**EXERCISE OBJECTIVE**.
Leaving the pictures aside, restate all of the data exactly.

=== Section Start ===

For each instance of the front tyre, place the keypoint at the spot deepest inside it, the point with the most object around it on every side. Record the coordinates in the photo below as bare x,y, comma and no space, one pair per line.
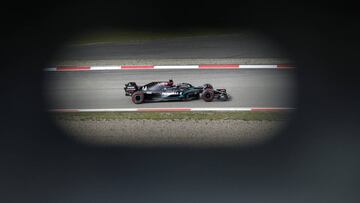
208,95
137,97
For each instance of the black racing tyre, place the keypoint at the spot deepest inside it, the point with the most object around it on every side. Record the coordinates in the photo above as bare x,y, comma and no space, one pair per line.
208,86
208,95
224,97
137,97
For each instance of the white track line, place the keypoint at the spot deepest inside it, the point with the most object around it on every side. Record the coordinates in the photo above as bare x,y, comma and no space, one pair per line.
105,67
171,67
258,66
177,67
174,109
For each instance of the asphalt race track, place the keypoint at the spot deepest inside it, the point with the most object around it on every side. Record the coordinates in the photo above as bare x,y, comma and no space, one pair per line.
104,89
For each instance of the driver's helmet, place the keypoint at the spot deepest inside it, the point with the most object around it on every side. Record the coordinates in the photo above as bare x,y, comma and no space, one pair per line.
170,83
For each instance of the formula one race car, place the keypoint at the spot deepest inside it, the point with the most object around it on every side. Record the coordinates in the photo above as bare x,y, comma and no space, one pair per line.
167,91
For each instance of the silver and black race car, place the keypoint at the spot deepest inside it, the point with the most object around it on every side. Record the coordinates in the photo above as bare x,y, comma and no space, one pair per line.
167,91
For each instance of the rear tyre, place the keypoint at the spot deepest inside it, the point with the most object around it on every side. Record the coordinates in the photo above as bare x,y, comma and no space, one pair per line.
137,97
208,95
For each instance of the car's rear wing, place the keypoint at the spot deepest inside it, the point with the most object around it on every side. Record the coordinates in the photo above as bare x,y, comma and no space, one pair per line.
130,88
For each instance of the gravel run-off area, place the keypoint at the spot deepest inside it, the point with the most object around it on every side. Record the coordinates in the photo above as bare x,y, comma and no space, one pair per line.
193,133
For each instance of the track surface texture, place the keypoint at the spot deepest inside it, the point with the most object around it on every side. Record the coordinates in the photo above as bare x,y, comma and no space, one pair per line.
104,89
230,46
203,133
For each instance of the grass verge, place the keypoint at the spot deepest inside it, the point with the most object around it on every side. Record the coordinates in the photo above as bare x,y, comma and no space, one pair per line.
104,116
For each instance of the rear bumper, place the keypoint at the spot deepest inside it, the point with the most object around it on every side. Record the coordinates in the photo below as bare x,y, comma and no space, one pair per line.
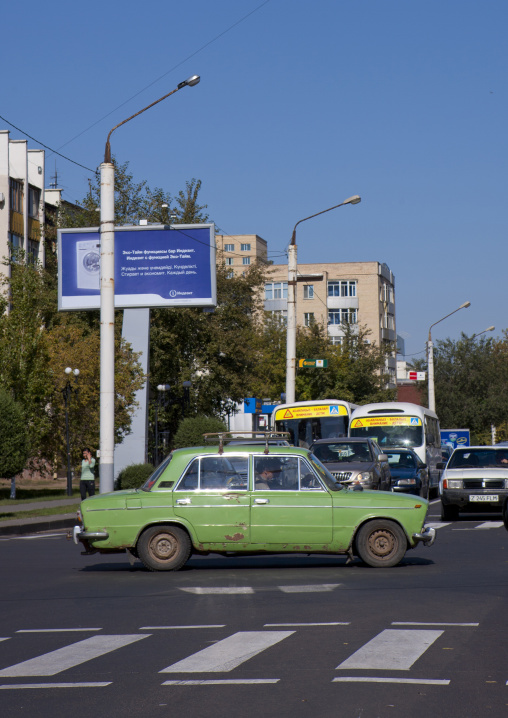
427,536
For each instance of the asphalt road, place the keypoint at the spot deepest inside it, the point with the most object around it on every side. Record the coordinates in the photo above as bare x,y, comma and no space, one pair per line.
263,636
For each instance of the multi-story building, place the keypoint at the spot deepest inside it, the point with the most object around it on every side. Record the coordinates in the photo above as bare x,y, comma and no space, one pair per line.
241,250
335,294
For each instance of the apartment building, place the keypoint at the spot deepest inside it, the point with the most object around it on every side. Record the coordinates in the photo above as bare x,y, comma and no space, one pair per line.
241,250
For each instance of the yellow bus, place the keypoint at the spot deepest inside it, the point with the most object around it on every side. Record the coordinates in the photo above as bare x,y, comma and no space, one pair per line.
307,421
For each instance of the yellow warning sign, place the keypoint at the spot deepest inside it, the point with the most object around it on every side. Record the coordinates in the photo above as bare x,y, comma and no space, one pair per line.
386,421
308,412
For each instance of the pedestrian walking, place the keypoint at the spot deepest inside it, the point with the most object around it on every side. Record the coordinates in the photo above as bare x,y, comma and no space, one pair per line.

=== Section End ===

**PROBLEM SOLUTION**.
For each instance of the front tyre, place the keypoint at the spot deepest inside it, the point with the most object around it on every side. Record the coordinates in the photo below as bare x,y, comma and no space, one pair per line.
208,95
137,97
For each instance of the black racing tyre, place the keypoint at the spot deepest inside it, the point with the most object around it on every side. Record the coordinates in the photo above as bare x,y, comma and no space, one pair per line.
208,86
208,95
224,97
137,97
For each instance of the white track line, place the keypoint at the spot deepest inside it, the point with the most object around it on every side. Record the coordinates in the photo above as bare x,y, comma and no space, one pair per line.
105,67
171,67
258,66
177,67
174,109
For each instance of the asphalt race track, place the keypoint at the spot deepest inside it, the point with the most object around it on every side. Record the coordinates in the photo above as bare x,y, comma and no space, one pair per line.
104,89
For each instance of the driver's helmet, place the keypoint at the spot deepest inside it, the point with the most object around it on every side. Record the coordinates in the photo above as bare x,y, comma and no space, one pair per line.
170,83
For each instance of the formula one race car, place the keypoint at the spot deepest inside it, the point with the most object around it on every side. Record the coordinates in the photo above as bare x,y, comma and no space, one pair per line.
167,91
For each instance of the silver and black race car, place the keypoint at the spot deepest inside it, the point with the most object around it on every side. Record the coordinates in the photo above as bare x,y, comma and no space, one pair per line.
167,91
For each instance of the rear tyre, place the keypoint at the spot deepest inside it, the point with the most object around it on every side. Record the coordinates in the photo above as bare x,y, comma and no space, one pair per line.
137,97
208,95
For each instance of the car's rear wing, place the keypoint at the spot deepest inside it, the point with the most object around it on every side. Record the coordinates in the photo above as bare x,y, comma and no space, one pair per line.
130,88
For each instance of the gravel run-off area, place the keypoint at the spot deepest inside it, the point with the most object around it on every side. Record the coordinates in the photo above as bare x,y, comma and no space, one pair per line.
193,133
For each instance of the track surface texture, place the keypoint at the spot deepest inside it, the point with the most object around it on every side. Record the coordinates in the photo above as bare x,y, comma and no space, one pair per line.
104,89
230,46
203,133
For each instance of the grass verge, place the keypoint at the spot deepest inside it, the point with the most object around it on every side. Record the coordinates in the photo above as bare x,y, comma and no space, one pair per line.
104,116
For each instance of the rear bumper, place the keypoint at the spot deepest inside it, the point with the most object around it on every side. Record the coordinates in the photo below as bare x,y, comma and no space, one pair per line.
427,536
For each instance of the asphalt road, place the keypoint at the spot deepest inside it, the point with the most object around it on every side. Record the coordinates in the photo above as bare x,y, comma and no space, one pair per line.
263,636
For each instance of the multi-story building, place the keypoint at the spot deepest inside it, the point with the most object around it on every side. Record the coordinates in the photo above as bare x,y, comma and no space, one pair per line.
241,250
335,294
For each instance of the apartment building, place the keypoint at the spot deepest inside it, the point with the most object around it on every side. Record the coordinates in the photo above as bare x,y, comma and no space, one pair per line.
241,250
For each instance of the yellow bus, place the keypoint at the spot deepest inside it, the point with the most object around it on every side. Record the coordinates in the photo above as bare x,y, comma and no space, one pair per line.
307,421
For each instance of the yellow warning sign, place the keypoint at the spot deepest inside it, the point with the most object around it on every side. Record the coordinates in the photo above as bare x,y, comma and no space, one pair per line.
386,421
308,412
For each instance of the pedestrian walking, place the keypoint at the spot deepest inside it, the point with the most object around it on every side. Record the coordinates in the photo above as bare x,y, comma and no space, one pair per line.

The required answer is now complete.